* **과제 요구 사항**
아래 기록에서 "grass"라는 단어가 들어 있는 줄이 몇 개인지 세고, 그 숫자만 쓰세요.

(포인트 주석 기록)
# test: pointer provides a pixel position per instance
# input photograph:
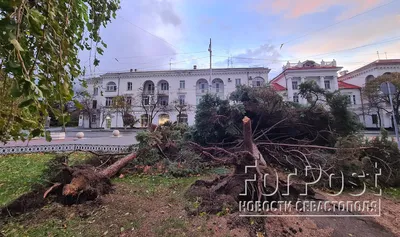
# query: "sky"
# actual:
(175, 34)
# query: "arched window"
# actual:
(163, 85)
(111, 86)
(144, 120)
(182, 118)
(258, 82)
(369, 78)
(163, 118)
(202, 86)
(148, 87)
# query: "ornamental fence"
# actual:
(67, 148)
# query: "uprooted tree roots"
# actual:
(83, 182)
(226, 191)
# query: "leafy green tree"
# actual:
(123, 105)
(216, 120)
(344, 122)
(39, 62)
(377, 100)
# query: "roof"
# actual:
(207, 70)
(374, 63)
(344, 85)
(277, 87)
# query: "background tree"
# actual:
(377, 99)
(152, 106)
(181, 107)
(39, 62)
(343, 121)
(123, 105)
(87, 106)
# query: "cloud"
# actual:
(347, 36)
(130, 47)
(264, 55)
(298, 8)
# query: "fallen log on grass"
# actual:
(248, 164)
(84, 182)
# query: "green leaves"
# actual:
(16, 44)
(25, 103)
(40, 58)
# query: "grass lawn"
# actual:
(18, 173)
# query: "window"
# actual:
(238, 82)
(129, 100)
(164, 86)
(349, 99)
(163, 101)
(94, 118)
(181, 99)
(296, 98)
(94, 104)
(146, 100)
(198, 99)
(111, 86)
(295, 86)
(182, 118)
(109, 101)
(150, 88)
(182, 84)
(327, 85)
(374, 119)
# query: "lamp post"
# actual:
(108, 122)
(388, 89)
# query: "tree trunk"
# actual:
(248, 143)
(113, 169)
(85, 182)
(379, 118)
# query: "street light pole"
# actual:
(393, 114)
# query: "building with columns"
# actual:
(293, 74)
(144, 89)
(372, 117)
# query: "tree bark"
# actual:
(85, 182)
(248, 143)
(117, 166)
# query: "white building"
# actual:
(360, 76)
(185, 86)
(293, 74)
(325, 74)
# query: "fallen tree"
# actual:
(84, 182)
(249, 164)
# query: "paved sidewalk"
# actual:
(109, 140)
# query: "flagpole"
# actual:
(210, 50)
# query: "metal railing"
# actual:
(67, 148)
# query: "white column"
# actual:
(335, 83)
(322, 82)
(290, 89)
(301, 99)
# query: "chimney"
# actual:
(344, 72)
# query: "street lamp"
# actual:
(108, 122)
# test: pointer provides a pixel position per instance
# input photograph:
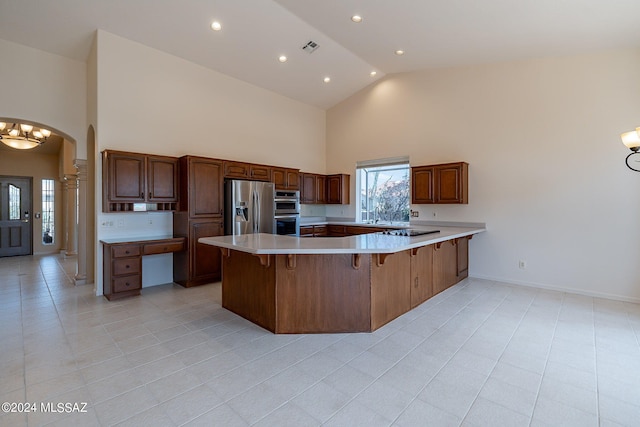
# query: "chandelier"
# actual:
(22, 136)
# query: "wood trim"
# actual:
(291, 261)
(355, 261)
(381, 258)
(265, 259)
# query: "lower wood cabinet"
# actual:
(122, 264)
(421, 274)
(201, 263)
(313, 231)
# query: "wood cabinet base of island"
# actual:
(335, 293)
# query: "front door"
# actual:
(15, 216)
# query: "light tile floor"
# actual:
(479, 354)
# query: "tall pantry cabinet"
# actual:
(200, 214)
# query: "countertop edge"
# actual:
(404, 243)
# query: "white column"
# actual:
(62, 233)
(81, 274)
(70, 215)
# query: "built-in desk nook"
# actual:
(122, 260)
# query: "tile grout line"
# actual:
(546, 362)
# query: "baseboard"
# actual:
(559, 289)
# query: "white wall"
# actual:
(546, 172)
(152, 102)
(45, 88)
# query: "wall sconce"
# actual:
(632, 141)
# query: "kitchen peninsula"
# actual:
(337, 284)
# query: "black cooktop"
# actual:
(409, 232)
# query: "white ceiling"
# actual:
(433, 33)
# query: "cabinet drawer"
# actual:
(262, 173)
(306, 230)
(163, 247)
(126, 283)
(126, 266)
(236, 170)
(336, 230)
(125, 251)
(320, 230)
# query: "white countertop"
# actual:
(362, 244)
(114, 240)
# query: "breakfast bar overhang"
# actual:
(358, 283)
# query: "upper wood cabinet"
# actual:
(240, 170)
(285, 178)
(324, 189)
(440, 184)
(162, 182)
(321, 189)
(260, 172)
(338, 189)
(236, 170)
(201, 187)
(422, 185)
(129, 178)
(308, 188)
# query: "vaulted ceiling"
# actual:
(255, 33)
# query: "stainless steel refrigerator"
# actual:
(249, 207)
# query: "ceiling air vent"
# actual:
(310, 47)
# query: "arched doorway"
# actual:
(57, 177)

---

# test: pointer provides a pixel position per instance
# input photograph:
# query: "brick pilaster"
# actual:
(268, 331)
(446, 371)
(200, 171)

* **작성된 답변**
2